_EXCERPTED TEXT_
Surfilmusic: Jack Johnson and Emmett Malloy on Their New Film

‘When I think about making things - music or film - friendship is the most important part.’

We couldn’t agree more. Jack Johnson’s quote at the start of the trailer to he and Emmett Malloy’s new film, Surfilmusic, expresses a theme that is recurrent if not the distillation of the film’s essence: making things with your friends. Jack Johnson is a world famous musician whose songs have touched millions. They have been people’s wedding songs, their funeral songs, the songs that score solo trips of recovery across Bali, the songs that amplify a first date, and the songs that bring one back to earth when it all goes wrong. Jack’s success as a musician is well known, and well earned.

It would be easy to make a documentary film about a rising star - the trials and tribulations of a singular genius, the tragedies of exceptionalism, and the burden of fame, and that’s a valid story to tell, but if that is the film that you are wanting to see, you will not find it here. Surfilmusic is less a documentary about a rising musician and the challenges of fame and more about a good surfer from the North Shore of O’ahu who - between making films with his friends and rushing Pipeline as a teenager - played a few songs here and there. Surfilmusic doesn’t glorify, though it is given every opportunity; it is an exploration of a person not alone, but within a time, a space, and a community.

There is as much time alone with Jack as there is highlighting the legends he grew up with and the kids he fucked around with. It is a very unselfish film that refuses to congratulate itself or its star, but highlights instead the possibility, capability, purity, and worthiness of a group of friends supporting each other in whatever they choose to do.

We met Jack and Emmett at their hotel in Austin, Texas, following a screening of the film at SXSW Film Festival to discuss the film’s unique tone and reminisce on some old shapes.

Surfilmusic will be screening at the Sydney Film Festival. Get tickets, here.

Jack traveling through Europe - 1997 - Photo K. Johnson

It’s a very specific time frame being covered and a very specific point to close on. How did you decide on that time structure?

Emmett Malloy: For the ending, he’s had such a career and got to a level of fame that a lot of people know about - they know more about the Curious George, In Between Dreams era of Jack-

Jack Johnson: Wow, did you really just drop Curious George on that shit?

_MATERIAL PROVIDED_
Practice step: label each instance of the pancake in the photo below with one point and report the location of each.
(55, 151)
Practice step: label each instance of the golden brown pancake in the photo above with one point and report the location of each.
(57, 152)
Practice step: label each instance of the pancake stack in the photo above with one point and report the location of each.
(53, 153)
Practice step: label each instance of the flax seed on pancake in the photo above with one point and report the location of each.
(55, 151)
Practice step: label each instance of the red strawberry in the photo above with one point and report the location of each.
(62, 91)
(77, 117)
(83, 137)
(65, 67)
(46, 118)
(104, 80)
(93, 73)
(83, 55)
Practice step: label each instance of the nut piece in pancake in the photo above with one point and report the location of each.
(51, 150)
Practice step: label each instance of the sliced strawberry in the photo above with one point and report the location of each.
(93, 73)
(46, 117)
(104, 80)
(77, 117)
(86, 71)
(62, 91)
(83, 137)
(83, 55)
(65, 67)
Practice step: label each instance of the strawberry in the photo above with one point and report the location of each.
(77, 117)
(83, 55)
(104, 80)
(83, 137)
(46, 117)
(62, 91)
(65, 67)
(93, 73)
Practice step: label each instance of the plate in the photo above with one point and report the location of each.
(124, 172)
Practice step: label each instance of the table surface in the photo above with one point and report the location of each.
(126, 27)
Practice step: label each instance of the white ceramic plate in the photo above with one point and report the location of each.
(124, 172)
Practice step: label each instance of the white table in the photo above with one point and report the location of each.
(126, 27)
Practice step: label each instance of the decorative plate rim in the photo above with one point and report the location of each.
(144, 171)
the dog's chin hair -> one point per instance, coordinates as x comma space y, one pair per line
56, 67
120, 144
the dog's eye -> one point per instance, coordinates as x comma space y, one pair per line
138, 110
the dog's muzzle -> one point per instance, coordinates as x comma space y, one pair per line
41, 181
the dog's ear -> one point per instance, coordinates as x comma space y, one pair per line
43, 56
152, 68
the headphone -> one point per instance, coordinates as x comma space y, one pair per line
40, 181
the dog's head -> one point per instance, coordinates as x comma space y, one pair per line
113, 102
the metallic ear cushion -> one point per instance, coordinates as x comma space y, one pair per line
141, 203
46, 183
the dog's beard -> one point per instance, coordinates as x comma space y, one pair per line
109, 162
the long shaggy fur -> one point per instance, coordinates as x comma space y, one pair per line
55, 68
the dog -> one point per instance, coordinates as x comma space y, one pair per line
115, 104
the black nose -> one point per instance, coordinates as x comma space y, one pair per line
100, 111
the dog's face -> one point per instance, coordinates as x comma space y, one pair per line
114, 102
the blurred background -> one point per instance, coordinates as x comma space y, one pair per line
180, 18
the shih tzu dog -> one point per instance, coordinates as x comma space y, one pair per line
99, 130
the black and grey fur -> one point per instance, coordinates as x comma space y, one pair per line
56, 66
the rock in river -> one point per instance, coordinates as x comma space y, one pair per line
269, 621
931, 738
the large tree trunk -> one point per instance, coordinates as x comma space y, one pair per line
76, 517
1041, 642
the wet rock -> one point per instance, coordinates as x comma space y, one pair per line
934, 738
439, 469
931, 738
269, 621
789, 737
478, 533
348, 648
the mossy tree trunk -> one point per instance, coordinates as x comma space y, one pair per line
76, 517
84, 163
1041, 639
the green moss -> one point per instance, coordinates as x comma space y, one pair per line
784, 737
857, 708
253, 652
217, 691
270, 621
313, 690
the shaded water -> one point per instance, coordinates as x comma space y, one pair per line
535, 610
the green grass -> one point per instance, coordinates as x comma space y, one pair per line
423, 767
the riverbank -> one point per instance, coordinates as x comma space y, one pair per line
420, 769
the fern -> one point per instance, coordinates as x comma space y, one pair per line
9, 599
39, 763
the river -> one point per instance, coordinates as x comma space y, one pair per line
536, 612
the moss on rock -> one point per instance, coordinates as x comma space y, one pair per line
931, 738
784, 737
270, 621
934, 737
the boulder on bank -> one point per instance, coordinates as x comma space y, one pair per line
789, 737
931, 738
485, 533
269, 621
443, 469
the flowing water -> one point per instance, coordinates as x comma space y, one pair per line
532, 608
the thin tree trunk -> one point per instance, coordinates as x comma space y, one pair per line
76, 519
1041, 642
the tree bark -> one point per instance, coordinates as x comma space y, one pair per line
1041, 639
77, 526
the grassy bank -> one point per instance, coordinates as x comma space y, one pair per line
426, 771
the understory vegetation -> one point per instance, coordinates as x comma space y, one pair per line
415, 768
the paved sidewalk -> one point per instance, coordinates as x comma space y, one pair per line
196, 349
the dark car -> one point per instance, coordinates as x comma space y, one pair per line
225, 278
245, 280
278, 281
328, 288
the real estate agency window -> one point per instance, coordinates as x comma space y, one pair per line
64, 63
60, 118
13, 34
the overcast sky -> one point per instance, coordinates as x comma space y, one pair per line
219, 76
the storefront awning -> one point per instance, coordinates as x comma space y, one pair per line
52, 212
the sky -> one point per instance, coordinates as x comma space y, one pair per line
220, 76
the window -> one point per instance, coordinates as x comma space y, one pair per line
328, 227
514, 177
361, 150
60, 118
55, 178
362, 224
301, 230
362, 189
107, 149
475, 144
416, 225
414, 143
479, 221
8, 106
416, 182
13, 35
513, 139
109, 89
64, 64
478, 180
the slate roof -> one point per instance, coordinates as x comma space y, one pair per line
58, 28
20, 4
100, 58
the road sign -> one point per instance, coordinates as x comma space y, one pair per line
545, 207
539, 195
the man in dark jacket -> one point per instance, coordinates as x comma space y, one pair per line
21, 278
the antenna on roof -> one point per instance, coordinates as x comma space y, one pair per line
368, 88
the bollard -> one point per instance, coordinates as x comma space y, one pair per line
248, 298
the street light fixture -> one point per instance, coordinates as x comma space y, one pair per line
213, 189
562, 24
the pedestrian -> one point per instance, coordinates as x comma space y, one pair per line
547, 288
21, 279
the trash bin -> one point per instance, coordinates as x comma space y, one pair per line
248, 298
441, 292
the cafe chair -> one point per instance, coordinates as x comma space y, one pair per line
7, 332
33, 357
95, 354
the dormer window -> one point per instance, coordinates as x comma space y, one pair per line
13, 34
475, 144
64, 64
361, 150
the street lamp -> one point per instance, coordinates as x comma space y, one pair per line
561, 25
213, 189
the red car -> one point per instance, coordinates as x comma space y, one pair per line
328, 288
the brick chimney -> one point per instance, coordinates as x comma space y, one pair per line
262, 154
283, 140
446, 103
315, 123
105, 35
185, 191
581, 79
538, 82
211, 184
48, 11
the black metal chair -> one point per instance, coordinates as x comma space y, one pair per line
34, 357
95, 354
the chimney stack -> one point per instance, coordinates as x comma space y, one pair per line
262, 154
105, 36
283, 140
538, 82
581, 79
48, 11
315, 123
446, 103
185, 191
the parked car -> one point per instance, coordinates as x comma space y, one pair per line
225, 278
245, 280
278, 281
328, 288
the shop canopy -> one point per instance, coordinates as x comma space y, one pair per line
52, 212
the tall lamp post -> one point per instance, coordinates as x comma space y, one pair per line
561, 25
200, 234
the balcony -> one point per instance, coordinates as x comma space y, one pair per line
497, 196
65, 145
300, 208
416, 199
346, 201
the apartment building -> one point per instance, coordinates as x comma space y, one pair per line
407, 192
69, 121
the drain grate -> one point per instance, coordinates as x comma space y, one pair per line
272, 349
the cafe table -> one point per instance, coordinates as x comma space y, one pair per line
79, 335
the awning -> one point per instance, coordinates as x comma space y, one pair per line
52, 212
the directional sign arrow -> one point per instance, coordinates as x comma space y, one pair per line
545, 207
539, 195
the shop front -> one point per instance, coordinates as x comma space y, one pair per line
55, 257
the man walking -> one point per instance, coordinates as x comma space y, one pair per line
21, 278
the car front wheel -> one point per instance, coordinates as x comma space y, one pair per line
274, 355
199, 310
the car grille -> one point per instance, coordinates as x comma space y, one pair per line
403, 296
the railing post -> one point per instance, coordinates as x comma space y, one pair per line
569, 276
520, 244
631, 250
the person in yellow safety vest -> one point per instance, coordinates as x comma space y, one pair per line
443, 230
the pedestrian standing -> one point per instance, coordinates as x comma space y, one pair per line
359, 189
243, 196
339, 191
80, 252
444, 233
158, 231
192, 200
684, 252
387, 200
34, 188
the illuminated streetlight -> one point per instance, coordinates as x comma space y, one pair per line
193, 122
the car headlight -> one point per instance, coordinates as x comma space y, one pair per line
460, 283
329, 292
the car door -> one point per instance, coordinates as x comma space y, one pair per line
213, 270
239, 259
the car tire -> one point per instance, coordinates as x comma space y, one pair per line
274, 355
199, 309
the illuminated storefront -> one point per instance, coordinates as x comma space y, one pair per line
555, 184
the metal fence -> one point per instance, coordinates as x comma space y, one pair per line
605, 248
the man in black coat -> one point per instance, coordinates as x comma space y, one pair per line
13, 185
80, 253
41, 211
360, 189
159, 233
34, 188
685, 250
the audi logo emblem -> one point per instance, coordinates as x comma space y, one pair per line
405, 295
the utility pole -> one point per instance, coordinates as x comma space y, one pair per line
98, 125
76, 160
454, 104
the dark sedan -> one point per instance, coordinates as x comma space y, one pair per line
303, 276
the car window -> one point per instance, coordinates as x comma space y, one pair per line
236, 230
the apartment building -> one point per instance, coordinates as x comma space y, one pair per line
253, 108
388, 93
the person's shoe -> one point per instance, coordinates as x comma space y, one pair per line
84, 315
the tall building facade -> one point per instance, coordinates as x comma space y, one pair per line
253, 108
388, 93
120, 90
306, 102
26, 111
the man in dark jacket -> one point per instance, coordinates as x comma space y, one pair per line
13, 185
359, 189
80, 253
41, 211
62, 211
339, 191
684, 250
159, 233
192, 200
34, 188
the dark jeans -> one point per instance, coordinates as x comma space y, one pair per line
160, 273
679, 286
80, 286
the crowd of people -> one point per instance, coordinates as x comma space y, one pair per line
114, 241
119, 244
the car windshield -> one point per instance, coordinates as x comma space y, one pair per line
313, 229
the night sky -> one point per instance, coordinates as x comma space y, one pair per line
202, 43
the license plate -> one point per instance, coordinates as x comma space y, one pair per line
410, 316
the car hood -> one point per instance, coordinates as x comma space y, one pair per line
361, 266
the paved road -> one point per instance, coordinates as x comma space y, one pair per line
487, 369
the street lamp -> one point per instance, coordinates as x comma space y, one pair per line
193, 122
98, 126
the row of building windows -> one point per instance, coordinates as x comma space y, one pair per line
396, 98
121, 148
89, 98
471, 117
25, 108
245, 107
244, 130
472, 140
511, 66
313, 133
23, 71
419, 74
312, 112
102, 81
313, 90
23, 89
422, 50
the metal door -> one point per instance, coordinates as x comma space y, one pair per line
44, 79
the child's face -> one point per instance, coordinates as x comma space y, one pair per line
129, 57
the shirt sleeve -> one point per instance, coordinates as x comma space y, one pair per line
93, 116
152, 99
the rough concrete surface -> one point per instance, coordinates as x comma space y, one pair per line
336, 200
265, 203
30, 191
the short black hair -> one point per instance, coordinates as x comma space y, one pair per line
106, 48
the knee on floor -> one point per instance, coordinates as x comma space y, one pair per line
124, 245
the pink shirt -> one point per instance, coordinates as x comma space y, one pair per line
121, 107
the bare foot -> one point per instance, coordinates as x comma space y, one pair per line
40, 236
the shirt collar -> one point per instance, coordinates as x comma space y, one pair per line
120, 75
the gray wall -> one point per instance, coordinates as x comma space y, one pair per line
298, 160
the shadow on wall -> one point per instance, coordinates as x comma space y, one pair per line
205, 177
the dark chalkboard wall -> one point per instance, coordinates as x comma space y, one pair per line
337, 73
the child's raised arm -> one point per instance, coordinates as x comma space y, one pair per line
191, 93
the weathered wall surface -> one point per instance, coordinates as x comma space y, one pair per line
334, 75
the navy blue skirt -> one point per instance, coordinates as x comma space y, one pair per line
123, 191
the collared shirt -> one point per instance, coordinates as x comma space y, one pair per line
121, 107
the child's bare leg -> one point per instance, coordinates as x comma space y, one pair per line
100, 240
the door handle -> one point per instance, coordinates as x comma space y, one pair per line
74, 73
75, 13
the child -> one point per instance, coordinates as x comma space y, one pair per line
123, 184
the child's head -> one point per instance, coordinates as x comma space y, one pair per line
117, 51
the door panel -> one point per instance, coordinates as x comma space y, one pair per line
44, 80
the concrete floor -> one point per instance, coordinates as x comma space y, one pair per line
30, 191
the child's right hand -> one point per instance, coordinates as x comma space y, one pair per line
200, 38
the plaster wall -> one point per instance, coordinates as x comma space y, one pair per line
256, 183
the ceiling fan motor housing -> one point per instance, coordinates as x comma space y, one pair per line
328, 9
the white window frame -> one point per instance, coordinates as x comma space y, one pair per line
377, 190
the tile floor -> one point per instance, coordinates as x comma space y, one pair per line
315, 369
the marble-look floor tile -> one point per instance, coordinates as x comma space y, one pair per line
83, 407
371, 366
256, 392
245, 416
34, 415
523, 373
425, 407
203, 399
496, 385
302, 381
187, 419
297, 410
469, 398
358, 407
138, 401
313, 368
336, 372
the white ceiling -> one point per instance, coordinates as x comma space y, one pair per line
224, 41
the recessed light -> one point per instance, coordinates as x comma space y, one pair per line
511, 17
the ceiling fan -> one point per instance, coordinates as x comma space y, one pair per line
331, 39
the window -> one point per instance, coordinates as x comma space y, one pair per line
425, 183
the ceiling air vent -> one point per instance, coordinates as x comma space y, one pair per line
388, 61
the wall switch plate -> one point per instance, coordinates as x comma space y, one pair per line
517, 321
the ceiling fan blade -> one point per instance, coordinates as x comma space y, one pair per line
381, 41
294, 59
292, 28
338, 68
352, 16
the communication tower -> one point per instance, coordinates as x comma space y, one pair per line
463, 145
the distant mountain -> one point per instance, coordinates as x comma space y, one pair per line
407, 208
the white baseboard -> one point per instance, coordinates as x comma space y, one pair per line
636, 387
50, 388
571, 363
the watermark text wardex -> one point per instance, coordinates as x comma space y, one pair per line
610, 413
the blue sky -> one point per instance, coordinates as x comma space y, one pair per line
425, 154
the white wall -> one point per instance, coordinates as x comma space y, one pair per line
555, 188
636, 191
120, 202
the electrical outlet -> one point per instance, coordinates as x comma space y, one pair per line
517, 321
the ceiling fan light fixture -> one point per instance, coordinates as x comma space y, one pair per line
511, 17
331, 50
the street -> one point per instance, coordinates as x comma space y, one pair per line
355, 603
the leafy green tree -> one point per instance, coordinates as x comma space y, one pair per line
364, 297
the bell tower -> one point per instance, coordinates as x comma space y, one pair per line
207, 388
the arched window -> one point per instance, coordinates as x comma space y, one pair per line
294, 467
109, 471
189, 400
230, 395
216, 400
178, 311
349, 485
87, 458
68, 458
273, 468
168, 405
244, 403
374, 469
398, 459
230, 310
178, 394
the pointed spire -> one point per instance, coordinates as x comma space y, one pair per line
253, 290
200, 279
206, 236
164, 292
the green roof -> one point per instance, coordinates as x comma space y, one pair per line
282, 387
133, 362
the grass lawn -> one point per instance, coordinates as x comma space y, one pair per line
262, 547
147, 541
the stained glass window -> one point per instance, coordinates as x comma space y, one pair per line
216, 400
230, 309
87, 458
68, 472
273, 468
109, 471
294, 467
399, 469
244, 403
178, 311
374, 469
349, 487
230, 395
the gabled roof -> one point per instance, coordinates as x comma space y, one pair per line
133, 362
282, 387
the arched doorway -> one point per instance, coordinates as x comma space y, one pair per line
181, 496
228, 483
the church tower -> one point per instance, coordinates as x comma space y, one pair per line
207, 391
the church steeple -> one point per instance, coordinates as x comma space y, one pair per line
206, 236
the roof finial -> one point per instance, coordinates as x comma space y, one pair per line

_EXERCISE AIM_
Please answer these questions from the Surfilmusic article above.
1. Where did the interviewers meet Jack and Emmett?
2. At which festival will Surfilmusic be screening?
3. In what year was the photo of Jack traveling through Europe taken?

_FULL OUTPUT_
1. At their hotel in Austin, Texas, after a screening of the film at SXSW Film Festival.
2. The Sydney Film Festival.
3. 1997.